COMMONWEALTH OF KENTUCKY
APPELLEE
OPINION
AFFIRMING
** ** ** ** **
BEFORE:
DYCHE, GARDNER AND KNOPF, JUDGES.
GARDNER, JUDGE:
Jason Brimmer (Brimmer) appeals from his
conviction for trafficking in a controlled substance within 1,000
yards of a school in violation of Kentucky Revised Statute (KRS)
218A.1411.
Brimmer maintains that a Montessori school is not a
“school” for purposes of KRS 218A.1411 and therefore, this Court
must reverse his conviction.
After carefully reviewing the facts
of this case and the applicable law, this Court affirms the
Jessamine Circuit Court’s judgment.
Brimmer and several other individuals were arrested
while trying to sell marijuana to a police informant near the ABC
Learning Tree Montessori School (ABC).
In January 1998, a grand
jury indicted Brimmer for trafficking in a controlled substance
within 1,000 yards of a school.
In May 1998, the circuit court
held a hearing regarding whether ABC was a “school” for purposes
of KRS 218A.1411.
The court heard evidence from ABC’s owner
regarding the school’s instruction and care for children ages
three to nine.

********

■ **Exercises**
1. Name every judge listed in the Kentucky court opinion.
2. Answer these questions from the court opinion:
(a) Which statute was Brimmer convicted of violating?
(b) In what month and year did a grand jury indict him?
(c) What ages were the children that ABC instructed and cared for?
3. Resume the Kentucky court opinion on the Montessori school question, picking up after its last sentence.
The items that come after the opinion are not needed for this work.

■ **Extracted information**
********

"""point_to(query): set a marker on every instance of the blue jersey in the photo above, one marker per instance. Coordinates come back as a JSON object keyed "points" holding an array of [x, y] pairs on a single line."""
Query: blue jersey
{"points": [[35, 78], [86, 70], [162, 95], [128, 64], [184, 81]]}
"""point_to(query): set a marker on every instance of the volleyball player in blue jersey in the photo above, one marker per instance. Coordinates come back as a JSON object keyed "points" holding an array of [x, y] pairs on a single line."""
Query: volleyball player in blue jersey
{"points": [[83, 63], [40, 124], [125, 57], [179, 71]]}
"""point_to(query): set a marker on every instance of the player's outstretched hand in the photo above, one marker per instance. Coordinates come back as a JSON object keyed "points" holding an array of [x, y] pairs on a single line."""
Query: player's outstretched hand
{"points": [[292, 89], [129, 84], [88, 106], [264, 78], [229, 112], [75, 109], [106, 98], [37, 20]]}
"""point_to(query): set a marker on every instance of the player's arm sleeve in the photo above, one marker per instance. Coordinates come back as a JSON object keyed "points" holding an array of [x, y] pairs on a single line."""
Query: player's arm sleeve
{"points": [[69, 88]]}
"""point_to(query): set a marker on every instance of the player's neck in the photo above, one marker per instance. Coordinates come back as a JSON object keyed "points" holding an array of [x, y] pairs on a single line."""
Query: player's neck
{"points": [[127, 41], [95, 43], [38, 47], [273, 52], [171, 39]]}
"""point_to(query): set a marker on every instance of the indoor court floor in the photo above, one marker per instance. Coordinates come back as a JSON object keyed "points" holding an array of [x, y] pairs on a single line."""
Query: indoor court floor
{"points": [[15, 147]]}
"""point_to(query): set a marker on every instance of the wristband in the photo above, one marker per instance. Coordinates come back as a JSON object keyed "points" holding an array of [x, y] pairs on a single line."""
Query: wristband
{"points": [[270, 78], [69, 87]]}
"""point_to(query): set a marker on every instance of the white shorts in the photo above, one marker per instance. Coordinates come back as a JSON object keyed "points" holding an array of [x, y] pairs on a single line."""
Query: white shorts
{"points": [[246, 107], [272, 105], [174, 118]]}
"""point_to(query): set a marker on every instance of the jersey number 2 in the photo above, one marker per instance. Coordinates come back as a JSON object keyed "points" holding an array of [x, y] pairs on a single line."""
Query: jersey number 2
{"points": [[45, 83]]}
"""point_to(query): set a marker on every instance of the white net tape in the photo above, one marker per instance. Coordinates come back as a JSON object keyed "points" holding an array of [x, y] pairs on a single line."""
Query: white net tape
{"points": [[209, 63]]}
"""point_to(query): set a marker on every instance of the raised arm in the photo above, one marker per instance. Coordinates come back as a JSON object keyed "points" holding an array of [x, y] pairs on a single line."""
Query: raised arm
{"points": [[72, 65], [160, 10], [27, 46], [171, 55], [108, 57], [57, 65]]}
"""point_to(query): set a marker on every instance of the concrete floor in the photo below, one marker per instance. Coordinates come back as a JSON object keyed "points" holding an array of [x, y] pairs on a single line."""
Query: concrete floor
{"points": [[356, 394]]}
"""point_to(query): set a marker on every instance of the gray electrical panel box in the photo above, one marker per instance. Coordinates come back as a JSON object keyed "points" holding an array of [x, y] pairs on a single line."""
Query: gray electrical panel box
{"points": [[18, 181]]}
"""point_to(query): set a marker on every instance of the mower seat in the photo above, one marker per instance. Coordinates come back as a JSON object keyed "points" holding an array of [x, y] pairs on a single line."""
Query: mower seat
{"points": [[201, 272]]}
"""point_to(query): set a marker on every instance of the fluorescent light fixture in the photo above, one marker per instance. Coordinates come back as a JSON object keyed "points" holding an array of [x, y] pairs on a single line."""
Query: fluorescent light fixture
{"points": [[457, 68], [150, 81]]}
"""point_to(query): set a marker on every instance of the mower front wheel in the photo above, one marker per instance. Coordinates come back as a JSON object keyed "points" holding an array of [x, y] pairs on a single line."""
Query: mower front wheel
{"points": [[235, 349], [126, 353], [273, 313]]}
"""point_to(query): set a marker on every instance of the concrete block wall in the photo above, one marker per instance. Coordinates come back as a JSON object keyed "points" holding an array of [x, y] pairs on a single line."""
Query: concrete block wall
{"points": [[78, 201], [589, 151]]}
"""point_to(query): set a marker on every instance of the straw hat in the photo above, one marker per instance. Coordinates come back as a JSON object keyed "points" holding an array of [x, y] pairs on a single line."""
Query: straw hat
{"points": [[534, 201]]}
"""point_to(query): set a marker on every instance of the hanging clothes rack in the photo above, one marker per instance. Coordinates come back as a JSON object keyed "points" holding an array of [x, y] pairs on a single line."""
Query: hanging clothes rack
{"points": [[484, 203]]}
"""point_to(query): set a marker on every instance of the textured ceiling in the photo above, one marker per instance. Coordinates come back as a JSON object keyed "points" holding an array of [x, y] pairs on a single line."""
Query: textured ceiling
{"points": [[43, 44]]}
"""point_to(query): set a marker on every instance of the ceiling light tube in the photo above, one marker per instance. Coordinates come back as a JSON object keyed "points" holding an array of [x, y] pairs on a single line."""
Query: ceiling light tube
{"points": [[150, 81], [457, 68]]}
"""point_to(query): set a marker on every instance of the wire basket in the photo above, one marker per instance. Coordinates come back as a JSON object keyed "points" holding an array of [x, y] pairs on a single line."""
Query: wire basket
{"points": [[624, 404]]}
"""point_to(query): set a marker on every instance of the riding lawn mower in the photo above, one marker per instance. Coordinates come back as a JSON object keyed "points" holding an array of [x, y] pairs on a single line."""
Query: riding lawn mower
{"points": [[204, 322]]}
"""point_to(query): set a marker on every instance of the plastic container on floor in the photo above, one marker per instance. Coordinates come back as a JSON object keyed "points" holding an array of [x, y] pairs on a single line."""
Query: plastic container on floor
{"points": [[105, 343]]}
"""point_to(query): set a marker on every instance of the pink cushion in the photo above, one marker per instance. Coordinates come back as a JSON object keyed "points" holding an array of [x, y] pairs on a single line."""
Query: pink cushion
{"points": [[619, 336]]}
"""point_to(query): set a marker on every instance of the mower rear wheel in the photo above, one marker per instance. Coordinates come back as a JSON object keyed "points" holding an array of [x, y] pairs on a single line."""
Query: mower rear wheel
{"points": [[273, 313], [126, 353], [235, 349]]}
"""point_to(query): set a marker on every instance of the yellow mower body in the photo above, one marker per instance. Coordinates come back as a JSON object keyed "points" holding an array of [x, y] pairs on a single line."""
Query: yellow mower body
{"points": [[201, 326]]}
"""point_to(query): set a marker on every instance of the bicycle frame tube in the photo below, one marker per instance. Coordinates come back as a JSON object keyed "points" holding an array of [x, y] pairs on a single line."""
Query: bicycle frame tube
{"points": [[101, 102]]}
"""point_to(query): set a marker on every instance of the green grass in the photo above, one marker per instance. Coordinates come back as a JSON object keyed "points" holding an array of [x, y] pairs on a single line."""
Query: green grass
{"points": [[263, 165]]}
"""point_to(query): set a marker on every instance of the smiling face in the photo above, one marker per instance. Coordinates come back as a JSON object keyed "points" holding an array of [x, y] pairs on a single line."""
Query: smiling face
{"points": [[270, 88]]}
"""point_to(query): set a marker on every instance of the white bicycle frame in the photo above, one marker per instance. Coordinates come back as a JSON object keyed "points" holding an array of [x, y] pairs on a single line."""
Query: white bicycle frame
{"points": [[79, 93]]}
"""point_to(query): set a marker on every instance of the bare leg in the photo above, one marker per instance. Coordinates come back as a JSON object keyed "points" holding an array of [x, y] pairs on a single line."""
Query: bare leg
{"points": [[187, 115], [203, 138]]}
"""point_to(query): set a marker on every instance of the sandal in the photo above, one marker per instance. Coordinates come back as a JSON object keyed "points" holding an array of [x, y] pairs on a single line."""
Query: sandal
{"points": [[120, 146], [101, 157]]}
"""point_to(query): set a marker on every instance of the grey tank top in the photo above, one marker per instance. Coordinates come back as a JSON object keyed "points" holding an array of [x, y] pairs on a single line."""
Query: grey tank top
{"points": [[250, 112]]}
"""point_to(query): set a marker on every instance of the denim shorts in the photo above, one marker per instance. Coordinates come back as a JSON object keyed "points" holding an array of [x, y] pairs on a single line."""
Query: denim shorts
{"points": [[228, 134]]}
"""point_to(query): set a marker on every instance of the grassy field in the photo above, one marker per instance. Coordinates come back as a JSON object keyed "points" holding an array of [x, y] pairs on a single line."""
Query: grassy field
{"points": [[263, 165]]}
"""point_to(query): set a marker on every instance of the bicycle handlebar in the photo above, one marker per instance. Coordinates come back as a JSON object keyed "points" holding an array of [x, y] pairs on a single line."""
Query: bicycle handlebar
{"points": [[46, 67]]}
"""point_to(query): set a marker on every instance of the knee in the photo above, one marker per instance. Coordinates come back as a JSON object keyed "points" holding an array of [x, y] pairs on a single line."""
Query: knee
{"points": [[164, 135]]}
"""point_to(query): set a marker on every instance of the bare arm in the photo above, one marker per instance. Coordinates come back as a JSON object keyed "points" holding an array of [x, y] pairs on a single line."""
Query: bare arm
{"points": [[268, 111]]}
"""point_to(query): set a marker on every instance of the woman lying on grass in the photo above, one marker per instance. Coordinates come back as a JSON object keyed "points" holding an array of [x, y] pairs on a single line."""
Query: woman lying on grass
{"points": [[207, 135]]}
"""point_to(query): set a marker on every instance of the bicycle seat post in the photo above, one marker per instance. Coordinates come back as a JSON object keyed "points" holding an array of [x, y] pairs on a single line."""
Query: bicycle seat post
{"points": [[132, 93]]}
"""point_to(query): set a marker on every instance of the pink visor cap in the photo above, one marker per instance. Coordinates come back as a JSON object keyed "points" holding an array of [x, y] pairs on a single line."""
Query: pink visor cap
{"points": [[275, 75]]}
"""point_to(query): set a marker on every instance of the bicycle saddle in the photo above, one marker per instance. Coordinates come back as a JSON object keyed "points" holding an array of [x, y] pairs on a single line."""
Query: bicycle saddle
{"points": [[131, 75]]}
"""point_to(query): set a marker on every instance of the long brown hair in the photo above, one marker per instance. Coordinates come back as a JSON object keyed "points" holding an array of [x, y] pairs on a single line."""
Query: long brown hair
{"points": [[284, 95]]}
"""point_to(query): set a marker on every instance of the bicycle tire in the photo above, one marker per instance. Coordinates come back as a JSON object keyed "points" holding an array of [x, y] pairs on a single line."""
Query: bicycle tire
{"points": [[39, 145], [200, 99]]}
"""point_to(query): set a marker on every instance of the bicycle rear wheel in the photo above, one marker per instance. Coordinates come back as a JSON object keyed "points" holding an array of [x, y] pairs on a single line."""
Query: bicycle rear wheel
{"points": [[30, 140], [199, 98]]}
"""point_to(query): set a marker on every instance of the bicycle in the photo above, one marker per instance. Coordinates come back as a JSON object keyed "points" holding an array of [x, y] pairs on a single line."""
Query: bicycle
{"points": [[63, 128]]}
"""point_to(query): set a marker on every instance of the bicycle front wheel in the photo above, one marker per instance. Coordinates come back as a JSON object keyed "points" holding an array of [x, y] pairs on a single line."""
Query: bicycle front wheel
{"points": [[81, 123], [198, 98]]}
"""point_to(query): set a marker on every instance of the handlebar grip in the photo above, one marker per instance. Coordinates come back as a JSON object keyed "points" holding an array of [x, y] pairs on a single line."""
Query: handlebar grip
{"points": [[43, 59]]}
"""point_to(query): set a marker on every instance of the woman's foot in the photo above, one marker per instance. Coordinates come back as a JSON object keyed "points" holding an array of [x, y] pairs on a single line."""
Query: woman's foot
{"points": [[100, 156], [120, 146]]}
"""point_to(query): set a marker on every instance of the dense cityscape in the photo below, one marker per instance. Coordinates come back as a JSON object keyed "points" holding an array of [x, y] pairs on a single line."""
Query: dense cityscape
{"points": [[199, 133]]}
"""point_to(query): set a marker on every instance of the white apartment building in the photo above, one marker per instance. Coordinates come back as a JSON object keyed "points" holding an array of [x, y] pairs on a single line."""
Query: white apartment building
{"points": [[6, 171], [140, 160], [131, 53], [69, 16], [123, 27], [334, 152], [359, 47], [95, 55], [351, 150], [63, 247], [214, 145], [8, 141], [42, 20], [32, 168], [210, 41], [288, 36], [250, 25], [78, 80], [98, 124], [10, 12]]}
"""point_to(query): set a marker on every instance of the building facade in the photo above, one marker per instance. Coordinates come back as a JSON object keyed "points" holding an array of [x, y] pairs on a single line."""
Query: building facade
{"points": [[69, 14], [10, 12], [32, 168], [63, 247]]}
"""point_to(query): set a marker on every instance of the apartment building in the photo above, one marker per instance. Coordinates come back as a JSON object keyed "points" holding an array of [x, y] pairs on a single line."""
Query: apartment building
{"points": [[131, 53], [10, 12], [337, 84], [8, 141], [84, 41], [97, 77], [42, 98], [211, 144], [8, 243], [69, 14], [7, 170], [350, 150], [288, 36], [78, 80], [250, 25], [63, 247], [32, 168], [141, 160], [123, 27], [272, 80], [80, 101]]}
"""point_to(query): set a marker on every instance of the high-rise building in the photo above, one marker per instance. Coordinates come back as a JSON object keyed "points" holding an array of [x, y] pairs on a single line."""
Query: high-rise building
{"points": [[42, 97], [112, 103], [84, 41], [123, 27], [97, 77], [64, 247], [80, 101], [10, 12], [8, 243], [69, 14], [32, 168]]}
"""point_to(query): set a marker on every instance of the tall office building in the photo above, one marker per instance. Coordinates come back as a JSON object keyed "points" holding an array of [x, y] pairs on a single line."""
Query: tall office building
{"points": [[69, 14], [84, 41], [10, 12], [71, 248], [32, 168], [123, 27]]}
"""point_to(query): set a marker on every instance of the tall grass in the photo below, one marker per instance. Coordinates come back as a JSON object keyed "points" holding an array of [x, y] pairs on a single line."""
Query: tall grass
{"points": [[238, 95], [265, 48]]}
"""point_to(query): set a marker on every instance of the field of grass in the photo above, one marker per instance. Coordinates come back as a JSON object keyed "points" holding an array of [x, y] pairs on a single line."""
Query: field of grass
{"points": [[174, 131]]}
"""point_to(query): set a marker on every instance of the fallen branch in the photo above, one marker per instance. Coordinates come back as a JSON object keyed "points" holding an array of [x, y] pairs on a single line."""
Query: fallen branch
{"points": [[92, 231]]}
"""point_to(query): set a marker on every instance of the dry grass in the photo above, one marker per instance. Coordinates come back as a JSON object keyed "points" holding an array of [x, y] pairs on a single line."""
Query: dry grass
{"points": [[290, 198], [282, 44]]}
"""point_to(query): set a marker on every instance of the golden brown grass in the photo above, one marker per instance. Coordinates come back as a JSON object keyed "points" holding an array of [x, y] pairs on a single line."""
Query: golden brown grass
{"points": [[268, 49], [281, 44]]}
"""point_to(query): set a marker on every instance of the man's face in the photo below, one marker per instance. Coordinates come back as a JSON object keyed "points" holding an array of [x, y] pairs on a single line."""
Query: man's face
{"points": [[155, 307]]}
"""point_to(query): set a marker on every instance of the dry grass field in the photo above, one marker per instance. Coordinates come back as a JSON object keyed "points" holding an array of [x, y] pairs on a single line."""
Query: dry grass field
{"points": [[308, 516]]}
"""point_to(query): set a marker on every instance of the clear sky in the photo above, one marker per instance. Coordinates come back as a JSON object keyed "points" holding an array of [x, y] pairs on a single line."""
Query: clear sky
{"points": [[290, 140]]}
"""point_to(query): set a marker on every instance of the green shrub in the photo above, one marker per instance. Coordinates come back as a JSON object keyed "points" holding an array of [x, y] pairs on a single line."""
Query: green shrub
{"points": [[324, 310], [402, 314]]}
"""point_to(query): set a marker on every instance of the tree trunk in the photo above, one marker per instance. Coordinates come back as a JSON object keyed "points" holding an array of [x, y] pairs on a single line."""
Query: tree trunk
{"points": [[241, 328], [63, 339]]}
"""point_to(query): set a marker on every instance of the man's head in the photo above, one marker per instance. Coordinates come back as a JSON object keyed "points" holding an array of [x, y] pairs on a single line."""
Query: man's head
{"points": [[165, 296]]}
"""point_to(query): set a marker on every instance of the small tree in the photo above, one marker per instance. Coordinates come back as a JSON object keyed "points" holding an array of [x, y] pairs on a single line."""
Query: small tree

********

■ **Results in order**
1. Dyche, Gardner, Knopf

2.
(a) Kentucky Revised Statute (KRS) 218A.1411
(b) January 1998
(c) Three to nine

3.
Following the hearing, the circuit court ruled
that ABC was a school building used primarily for classroom
instruction and that trafficking in a controlled substance within
1,000 yards of a school building could be prosecuted by the
Commonwealth.
Following this ruling, Brimmer entered a conditional
guilty plea to trafficking within 1,000 yards of a school.
He
reserved the right to appeal the circuit court’s ruling regarding
the status of ABC.
In September 1998, the circuit court imposed
judgment and sentenced Brimmer to one-year probation.
The court
stayed its judgment and order of probation pending disposition of
Brimmer’s appeal.
On appeal, Brimmer argues that the circuit court erred
by ruling that ABC is a “school” for purposes of KRS 218A.1411.
He maintains that ABC is a daycare business that markets itself
as a Montessori school and that the ABC building is not used
primarily for classroom instruction.
After reviewing the record
below including the testimony at the hearing, this Court has
concluded that the circuit court correctly ruled that ABC
constituted a “school” for purposes of KRS 218A.1411.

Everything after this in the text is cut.